* STATED EXERCISE:
Can you reproduce every entry below word for word, leaving the pictures out of your answer?

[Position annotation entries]
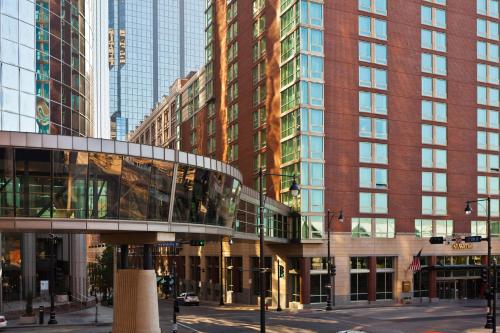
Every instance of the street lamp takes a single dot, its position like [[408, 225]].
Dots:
[[230, 242], [53, 242], [331, 274], [491, 321], [294, 191]]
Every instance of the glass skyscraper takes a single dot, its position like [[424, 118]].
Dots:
[[152, 43]]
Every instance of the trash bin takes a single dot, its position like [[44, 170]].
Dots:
[[41, 312]]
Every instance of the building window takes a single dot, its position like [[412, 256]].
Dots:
[[487, 51], [372, 27], [487, 118], [372, 78], [487, 74], [311, 40], [443, 228], [372, 52], [433, 205], [433, 158], [432, 134], [433, 64], [373, 152], [488, 8], [433, 40], [487, 140], [359, 278], [311, 13], [487, 163], [488, 96], [482, 208], [433, 182], [385, 272], [375, 203], [487, 29], [361, 227], [434, 111], [384, 228], [433, 16], [311, 67], [488, 185], [373, 178], [373, 128], [423, 228], [372, 102], [433, 87], [373, 6]]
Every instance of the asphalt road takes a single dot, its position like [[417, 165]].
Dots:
[[446, 318]]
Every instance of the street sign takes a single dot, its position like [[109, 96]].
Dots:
[[436, 240], [44, 285], [168, 244], [472, 239]]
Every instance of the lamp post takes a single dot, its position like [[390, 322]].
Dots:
[[331, 274], [230, 242], [491, 315], [294, 190], [53, 240]]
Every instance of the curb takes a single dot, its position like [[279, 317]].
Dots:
[[92, 324]]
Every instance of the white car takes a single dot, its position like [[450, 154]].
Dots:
[[188, 298], [3, 322]]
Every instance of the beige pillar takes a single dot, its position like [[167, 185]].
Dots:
[[136, 302]]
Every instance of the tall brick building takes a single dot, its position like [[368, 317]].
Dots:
[[386, 110]]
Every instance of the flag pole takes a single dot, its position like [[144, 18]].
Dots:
[[420, 283]]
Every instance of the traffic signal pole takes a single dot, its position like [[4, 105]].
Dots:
[[279, 282]]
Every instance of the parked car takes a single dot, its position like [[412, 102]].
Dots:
[[3, 322], [188, 298]]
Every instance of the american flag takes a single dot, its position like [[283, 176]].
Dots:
[[415, 264]]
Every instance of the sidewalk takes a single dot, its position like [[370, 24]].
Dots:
[[84, 317]]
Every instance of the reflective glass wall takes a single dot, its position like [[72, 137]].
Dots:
[[46, 66], [80, 185]]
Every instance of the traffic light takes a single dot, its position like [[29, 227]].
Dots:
[[484, 275], [281, 271], [436, 240]]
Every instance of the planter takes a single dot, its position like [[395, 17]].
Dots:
[[27, 320]]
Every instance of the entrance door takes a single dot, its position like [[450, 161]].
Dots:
[[447, 289]]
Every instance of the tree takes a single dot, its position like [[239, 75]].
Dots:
[[101, 274]]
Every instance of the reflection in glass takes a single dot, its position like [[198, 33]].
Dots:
[[70, 184], [104, 180], [160, 190], [33, 182], [183, 193], [215, 197], [199, 198], [6, 182], [134, 188]]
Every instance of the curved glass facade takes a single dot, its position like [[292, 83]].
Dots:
[[70, 184], [46, 68]]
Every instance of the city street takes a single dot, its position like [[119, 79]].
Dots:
[[444, 317]]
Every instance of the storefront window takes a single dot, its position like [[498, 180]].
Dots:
[[385, 272], [104, 185], [256, 276], [359, 278], [6, 182], [70, 184], [33, 183]]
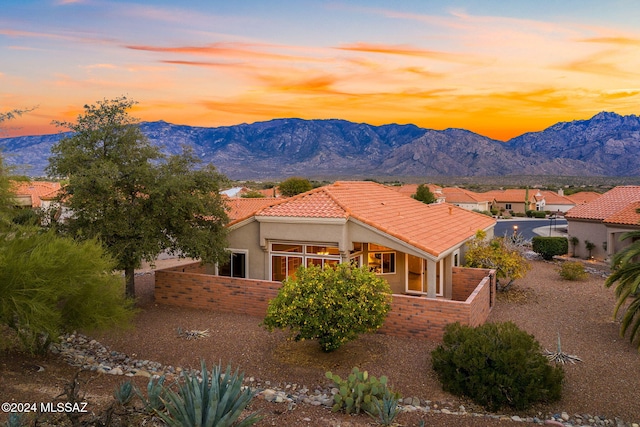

* FINISHED EXERCISE:
Every instance of the street lamp takes a single dot, its position like [[408, 225]].
Dots:
[[230, 242], [53, 242], [331, 274], [491, 321], [294, 191]]
Every instance of the glass skyscraper takes a single dot, its position like [[424, 118]].
Dots:
[[152, 43]]
Every instance of the trash bin takes a single dot, its position like [[44, 170]].
Dots:
[[41, 312]]
Every instance of the building window takes a single dot, its position like [[412, 256]].
Dots:
[[487, 51], [372, 27], [487, 118], [372, 78], [487, 74], [311, 40], [443, 228], [372, 52], [433, 205], [433, 158], [432, 134], [433, 64], [373, 152], [488, 8], [433, 40], [487, 140], [359, 278], [311, 13], [487, 163], [488, 96], [482, 208], [433, 182], [385, 272], [375, 203], [487, 29], [361, 227], [434, 111], [384, 228], [433, 16], [311, 67], [488, 185], [373, 178], [373, 128], [423, 228], [372, 102], [433, 87], [373, 6]]
Every instance of the asphalt road takes a single dot, its position like [[417, 165]].
Dots:
[[446, 318]]
Every instance of the street sign takes a single dot, its position like [[109, 96]].
Dots:
[[436, 240], [44, 285], [168, 244], [472, 239]]
Every instance of the lamp post takes a single dot, its position like [[390, 322]].
Dots:
[[331, 274], [230, 242], [491, 315], [294, 190], [53, 240]]
Every instance of the curb takes a single dot, its position like [[279, 317]].
Dots:
[[92, 324]]
Every instance of the white car takes a single dot, its position like [[450, 154]].
Dots:
[[188, 298], [3, 322]]
Every instance of the beige pillar takes a single dot, its position like [[167, 185]].
Dots:
[[136, 302]]
Every instance of the tall brick building takes a single dot, its position like [[368, 317]].
Dots:
[[386, 110]]
Every instance of the flag pole takes a single dot, its position like [[144, 18]].
Dots:
[[420, 283]]
Every instance of the traffic signal pole takes a single dot, its position like [[4, 105]].
Dots:
[[279, 282]]
Every instance of the parked car takes a single dot, its position like [[412, 102]].
Dots:
[[3, 322], [188, 298]]
Every instance of the american flag takes a single dot, its position like [[283, 176]].
Dots:
[[415, 264]]
Every instance of the sidewalk takes a single dot, its position like [[370, 24]].
Dots:
[[84, 317]]
Every instance of the reflective glass wall takes a single dot, its position like [[72, 137]].
Dots:
[[46, 66], [80, 185]]
Every instance of the traffic light takes a single dot, its position like [[29, 227]].
Dots:
[[484, 275], [281, 271], [436, 240]]
Every instance of the planter takes a single dot, its position like [[395, 17]].
Dots:
[[27, 320]]
Every instance of the entrance door takes a single dot, its position like [[450, 161]].
Dots:
[[447, 289]]
Every instance of the tree takes a single dot, its position like [[239, 75]].
Dots:
[[101, 274]]
Every instance of the reflection in glass takes a single dot, its position like [[198, 33]].
Dots:
[[70, 184], [104, 180], [160, 190], [33, 182], [183, 193], [215, 197], [199, 198], [6, 182], [134, 188]]
Every instance of the curved glass facade takes a single dot, its position like [[292, 83]].
Dots:
[[70, 184], [46, 68]]
Every instance of the city street takes a single dot, its position like [[119, 79]].
Dots:
[[444, 317]]
Every instance of the storefront window takes a single dot, its position like [[498, 180]].
Dots:
[[385, 272], [104, 185], [256, 276], [359, 278], [6, 182], [70, 184], [33, 183]]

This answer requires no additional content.